*** Begin section ***
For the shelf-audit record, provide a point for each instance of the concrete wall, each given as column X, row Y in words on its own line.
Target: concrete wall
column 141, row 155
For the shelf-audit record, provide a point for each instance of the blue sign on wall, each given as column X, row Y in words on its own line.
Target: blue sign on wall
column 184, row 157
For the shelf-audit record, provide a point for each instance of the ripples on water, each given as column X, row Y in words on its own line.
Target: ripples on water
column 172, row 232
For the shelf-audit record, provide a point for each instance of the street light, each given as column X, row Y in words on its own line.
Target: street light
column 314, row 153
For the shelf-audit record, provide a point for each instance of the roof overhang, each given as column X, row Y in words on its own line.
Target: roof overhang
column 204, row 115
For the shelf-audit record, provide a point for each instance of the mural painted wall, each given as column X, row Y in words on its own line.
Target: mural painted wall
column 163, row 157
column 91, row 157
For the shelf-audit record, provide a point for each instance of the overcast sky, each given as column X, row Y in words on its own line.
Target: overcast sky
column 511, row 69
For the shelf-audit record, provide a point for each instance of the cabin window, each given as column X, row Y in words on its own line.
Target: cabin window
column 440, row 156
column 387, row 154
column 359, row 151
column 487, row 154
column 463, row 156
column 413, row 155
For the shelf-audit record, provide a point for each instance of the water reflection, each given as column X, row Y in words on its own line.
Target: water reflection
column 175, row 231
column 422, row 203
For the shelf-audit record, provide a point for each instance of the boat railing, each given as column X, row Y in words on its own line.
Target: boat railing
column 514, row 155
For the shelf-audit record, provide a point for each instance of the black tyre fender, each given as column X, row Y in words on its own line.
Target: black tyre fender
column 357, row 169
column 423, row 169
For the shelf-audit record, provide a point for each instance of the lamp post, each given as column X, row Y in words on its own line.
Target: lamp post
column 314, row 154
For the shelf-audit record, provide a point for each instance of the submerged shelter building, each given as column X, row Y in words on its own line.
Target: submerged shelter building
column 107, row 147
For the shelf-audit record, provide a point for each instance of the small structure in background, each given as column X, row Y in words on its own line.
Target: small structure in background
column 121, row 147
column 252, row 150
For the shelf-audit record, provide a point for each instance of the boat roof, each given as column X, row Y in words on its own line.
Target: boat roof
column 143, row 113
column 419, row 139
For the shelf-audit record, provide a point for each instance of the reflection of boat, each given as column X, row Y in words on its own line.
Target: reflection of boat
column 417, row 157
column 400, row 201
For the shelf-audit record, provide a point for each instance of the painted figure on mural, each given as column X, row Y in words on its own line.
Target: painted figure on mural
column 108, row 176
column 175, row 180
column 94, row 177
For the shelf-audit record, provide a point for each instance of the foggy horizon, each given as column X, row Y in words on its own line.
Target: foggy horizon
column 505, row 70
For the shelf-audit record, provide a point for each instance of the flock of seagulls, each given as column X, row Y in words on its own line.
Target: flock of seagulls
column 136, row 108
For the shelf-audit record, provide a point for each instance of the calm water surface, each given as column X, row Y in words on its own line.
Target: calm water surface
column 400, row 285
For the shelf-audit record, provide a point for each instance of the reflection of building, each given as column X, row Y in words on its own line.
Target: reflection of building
*** End section ***
WHAT THE TASK ASKS: Only the lines from the one holding "Target: foggy horizon" through the end of the listing should appear in the response, each restated exactly.

SOLUTION FOR THIS TASK:
Target: foggy horizon
column 505, row 70
For the shelf-audit record, provide a point for each instance of the flock of seagulls, each given as column X, row Y in words on its own line.
Target: flock of seagulls
column 136, row 108
For the shelf-audit record, provide a point for each instance of the calm water surface, each given as column X, row Y in words on its own line.
Target: calm water surface
column 400, row 285
For the shelf-audit record, provide a point for each instance of the reflection of building, each given as column X, row Y in words on its own line.
Target: reflection of building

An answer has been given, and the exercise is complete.